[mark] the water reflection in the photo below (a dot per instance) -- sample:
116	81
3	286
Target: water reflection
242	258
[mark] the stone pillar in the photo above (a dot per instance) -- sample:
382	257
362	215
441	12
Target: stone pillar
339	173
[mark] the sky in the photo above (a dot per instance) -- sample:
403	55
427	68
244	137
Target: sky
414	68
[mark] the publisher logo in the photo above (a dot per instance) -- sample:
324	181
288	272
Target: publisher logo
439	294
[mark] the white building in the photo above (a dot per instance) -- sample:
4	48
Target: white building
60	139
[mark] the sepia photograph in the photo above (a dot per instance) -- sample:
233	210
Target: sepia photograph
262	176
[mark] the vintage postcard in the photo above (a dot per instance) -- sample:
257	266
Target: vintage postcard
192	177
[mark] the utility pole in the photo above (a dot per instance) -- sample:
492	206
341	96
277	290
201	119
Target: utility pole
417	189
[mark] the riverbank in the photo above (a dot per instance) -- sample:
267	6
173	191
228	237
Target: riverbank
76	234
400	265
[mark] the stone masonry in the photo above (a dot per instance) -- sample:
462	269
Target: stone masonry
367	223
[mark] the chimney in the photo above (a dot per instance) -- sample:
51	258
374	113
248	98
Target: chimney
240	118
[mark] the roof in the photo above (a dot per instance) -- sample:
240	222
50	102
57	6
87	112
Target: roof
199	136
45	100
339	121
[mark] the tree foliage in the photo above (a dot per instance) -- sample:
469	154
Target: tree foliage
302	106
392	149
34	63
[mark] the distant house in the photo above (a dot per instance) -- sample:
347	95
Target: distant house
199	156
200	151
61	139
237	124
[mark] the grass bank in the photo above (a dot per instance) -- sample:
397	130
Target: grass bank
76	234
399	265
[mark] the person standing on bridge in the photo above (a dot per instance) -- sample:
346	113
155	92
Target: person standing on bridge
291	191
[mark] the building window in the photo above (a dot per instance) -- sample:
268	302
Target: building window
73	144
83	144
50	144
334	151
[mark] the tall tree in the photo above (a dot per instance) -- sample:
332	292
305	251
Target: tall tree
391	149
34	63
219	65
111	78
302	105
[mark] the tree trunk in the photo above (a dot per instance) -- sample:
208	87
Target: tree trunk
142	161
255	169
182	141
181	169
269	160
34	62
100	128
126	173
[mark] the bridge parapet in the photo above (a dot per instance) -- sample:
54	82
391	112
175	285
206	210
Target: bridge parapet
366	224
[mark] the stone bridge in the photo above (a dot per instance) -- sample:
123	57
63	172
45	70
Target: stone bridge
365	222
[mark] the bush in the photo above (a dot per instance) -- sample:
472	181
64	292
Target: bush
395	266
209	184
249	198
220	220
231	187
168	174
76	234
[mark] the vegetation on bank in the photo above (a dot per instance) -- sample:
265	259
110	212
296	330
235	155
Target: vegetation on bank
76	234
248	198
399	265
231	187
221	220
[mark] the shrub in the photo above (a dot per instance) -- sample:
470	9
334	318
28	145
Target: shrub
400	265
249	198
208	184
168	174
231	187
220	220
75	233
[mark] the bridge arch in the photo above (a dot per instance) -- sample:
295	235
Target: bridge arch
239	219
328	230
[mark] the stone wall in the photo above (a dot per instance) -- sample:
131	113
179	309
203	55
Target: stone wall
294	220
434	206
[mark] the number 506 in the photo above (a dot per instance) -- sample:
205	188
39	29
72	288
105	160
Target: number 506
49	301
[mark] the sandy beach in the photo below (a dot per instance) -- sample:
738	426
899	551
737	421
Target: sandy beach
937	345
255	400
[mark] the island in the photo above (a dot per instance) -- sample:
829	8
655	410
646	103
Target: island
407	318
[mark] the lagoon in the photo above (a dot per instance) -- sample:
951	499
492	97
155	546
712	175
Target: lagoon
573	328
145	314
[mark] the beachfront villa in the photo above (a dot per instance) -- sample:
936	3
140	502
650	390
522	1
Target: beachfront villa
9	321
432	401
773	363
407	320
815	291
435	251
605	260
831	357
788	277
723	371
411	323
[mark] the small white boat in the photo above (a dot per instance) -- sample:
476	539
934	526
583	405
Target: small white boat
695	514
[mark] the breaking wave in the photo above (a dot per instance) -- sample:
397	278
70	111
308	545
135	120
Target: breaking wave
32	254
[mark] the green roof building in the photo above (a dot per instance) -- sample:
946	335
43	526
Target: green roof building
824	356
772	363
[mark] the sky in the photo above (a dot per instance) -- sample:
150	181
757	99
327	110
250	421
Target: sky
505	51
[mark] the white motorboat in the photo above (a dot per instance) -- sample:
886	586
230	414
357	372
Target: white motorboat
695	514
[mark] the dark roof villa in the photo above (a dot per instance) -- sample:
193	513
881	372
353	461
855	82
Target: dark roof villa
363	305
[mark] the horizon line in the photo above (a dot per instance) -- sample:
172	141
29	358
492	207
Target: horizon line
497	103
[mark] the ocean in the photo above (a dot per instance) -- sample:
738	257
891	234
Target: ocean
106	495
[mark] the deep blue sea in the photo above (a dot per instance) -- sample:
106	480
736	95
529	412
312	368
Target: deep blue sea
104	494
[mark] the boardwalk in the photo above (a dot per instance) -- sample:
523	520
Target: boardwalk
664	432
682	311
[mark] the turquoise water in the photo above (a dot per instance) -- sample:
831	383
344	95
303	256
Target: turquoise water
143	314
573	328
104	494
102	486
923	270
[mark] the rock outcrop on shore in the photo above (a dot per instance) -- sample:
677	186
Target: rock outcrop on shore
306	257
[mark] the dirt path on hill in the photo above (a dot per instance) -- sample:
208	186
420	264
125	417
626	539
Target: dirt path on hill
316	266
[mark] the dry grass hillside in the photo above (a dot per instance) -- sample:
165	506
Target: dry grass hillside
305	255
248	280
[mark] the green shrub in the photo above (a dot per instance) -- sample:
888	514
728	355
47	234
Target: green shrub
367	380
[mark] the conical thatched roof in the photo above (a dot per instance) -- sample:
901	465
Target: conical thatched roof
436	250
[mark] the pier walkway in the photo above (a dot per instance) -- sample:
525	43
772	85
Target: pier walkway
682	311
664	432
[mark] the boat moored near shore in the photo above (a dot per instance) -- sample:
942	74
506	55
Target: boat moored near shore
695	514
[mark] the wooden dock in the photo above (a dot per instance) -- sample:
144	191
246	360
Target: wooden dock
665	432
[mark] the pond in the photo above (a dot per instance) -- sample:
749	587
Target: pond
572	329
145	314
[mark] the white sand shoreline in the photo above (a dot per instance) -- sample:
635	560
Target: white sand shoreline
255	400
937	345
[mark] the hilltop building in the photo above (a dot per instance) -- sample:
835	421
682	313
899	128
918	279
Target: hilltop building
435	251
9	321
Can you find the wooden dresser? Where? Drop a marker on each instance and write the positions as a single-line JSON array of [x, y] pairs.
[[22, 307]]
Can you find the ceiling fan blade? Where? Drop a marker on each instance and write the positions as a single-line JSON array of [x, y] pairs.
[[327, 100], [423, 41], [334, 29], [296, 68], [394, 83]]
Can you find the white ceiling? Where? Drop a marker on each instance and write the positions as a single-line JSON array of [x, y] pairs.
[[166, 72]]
____
**TASK DESCRIPTION**
A line qualifies when it holds the word "below"; report all qualifying lines from the records above.

**EXERCISE RESULT**
[mark] the water reflection in the photo below (a dot per instance) -- sample:
[mark] the sandy beach in the photo below (a dot per instance) -- sample:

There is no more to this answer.